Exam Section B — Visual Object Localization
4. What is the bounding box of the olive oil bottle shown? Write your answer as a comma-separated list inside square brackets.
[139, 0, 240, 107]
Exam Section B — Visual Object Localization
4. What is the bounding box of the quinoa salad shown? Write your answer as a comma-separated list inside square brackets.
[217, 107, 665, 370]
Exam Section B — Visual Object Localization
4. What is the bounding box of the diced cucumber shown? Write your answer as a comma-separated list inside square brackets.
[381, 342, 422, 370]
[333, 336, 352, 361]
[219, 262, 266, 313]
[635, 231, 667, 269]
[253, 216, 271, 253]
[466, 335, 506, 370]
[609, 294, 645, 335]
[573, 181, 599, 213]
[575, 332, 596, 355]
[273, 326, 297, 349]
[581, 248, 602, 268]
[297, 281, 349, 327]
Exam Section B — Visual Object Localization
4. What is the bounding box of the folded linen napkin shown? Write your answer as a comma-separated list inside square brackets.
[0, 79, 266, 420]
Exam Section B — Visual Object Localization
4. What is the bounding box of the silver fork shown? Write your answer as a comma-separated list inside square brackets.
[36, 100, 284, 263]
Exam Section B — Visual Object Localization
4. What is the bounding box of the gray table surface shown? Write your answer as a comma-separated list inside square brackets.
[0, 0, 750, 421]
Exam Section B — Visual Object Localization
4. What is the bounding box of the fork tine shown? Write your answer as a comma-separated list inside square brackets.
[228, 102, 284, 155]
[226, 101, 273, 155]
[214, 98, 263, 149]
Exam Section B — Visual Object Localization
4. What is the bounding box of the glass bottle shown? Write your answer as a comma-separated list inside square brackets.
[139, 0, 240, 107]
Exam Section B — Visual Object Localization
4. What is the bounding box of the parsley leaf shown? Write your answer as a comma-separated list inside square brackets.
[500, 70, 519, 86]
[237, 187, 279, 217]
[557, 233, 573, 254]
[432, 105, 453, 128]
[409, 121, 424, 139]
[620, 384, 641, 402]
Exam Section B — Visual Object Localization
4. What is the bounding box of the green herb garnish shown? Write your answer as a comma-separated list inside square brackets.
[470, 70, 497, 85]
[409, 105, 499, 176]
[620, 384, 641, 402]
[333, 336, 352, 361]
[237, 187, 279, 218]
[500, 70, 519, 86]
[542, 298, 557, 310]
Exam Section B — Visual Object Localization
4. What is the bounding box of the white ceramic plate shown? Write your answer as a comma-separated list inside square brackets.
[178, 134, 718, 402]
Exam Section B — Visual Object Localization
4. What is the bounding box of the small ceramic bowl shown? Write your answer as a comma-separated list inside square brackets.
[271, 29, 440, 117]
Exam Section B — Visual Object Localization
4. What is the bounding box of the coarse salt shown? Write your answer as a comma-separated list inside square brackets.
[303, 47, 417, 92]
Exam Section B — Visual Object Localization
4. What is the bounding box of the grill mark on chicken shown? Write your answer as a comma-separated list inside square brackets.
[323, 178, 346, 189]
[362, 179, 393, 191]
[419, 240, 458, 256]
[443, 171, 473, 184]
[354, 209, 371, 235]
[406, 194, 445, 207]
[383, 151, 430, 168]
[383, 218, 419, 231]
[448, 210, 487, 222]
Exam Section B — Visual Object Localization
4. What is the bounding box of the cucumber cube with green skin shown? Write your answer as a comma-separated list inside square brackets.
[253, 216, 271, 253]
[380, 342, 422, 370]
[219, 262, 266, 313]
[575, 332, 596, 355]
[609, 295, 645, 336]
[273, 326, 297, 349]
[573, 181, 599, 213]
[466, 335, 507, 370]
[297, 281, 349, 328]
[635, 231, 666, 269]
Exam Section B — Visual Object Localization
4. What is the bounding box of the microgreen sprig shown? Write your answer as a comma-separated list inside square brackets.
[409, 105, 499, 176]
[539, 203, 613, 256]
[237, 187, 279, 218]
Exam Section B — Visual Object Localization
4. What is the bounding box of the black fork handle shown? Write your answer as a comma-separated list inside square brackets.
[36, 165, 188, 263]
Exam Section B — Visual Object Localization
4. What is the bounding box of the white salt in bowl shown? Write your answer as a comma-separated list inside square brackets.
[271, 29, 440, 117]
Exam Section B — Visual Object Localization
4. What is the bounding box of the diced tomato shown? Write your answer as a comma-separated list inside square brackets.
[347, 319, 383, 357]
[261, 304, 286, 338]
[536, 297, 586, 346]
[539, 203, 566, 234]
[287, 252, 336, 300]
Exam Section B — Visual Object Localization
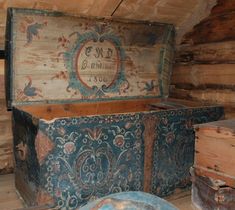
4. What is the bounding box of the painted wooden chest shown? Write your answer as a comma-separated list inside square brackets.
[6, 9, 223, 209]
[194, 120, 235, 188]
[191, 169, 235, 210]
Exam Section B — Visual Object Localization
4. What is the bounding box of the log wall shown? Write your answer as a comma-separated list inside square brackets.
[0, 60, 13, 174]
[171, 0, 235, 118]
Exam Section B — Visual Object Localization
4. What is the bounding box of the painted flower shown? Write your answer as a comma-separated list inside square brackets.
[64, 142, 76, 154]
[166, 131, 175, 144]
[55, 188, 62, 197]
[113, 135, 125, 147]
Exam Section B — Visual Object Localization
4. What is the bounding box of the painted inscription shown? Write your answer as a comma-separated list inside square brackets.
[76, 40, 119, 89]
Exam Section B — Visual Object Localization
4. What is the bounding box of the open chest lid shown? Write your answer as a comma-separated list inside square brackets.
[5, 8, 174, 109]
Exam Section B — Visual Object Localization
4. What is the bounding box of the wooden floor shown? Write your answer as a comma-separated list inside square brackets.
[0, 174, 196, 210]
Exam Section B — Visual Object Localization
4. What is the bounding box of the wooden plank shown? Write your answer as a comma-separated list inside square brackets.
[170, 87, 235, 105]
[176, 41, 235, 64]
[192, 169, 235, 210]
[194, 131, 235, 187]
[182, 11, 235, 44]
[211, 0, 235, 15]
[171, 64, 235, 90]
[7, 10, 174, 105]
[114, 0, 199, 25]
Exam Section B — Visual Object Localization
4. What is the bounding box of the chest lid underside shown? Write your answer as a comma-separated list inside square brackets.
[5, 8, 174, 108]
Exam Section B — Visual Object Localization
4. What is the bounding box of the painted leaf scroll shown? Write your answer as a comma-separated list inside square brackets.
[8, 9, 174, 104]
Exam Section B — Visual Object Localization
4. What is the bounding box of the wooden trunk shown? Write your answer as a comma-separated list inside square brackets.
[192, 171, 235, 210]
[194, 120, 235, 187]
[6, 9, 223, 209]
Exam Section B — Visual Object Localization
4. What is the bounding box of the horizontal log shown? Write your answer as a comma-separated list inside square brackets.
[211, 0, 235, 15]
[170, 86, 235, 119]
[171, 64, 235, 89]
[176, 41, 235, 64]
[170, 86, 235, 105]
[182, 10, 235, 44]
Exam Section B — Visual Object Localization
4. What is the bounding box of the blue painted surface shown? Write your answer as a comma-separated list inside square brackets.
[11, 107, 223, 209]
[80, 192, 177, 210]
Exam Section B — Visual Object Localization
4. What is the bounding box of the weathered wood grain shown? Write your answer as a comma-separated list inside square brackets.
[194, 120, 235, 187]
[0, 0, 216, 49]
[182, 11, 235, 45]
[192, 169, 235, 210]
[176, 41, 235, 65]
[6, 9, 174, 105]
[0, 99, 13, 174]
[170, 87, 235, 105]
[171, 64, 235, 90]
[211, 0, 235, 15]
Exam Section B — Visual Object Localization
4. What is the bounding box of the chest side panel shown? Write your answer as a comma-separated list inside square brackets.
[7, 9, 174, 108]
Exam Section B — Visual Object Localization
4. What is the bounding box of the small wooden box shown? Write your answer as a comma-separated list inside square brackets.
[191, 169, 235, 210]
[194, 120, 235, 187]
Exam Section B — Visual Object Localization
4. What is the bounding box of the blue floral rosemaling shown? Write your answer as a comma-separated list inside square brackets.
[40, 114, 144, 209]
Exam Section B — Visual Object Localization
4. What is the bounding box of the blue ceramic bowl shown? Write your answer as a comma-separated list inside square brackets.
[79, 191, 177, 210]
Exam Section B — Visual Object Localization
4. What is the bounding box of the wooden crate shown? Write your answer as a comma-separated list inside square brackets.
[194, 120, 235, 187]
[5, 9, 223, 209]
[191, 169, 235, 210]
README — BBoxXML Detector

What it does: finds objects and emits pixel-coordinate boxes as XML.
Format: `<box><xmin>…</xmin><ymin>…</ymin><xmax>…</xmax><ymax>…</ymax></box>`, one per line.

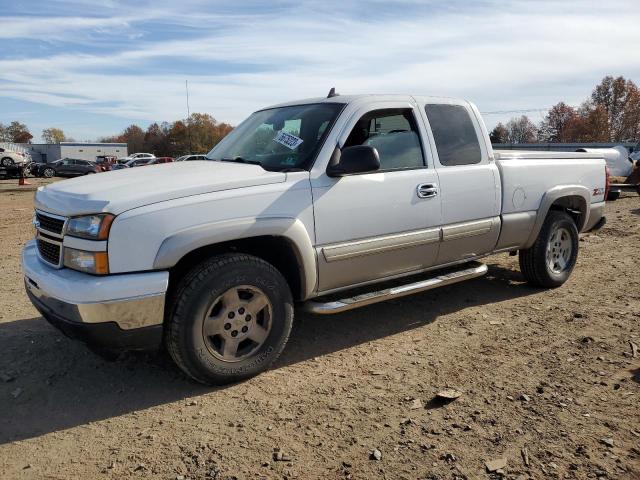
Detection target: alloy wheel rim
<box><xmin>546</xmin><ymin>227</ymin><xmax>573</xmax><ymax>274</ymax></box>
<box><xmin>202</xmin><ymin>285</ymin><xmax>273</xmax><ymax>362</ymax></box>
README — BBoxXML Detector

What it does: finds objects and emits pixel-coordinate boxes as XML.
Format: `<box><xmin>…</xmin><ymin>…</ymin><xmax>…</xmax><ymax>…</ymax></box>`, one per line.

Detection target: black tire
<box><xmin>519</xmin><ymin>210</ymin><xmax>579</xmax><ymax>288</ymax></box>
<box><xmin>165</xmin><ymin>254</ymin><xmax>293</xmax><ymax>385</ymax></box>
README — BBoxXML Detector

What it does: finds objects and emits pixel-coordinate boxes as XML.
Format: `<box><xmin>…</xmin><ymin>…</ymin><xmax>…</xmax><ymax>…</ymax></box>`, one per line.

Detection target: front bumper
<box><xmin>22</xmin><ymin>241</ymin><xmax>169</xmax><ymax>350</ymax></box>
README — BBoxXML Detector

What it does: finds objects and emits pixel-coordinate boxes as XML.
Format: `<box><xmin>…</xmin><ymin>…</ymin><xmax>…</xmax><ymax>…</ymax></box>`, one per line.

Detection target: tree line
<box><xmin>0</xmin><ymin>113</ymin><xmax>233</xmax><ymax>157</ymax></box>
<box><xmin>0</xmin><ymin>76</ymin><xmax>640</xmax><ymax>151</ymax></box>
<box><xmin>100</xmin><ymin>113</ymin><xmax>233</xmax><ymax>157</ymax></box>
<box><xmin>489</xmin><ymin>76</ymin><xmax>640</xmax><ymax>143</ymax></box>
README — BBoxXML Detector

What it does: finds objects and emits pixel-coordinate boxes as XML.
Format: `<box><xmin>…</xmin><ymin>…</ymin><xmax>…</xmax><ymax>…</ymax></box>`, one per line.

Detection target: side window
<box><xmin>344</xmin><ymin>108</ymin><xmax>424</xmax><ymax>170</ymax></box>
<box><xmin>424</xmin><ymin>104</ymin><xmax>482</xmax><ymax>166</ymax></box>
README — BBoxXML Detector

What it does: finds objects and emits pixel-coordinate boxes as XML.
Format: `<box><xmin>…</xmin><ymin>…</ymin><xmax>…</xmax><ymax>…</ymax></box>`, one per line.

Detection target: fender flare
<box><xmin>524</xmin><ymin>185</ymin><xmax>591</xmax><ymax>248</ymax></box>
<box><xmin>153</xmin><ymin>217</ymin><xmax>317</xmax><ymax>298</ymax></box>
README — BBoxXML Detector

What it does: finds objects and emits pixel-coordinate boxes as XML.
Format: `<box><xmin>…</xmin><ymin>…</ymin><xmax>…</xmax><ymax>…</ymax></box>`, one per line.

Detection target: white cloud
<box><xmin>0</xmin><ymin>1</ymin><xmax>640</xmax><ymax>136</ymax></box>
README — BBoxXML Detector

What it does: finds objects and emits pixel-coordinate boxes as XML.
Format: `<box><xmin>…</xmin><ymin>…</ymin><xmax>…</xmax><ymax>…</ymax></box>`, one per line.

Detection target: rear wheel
........
## AIM
Rewrite the material from its first line through the line containing "[217, 107, 665, 370]", with "quinoa salad" changed to "couscous salad" and everything else kept the same.

## SOLVED PROBLEM
Exam Section B — Visual Object Localization
4. What is the bounding box of the olive oil bottle shown? Write your answer as a comma-separated list inside square brackets.
[139, 0, 240, 107]
Exam Section B — Visual Object Localization
4. What is the bounding box of the couscous salad shown? Write your answer as a comma-separated list inside square brackets.
[217, 107, 665, 370]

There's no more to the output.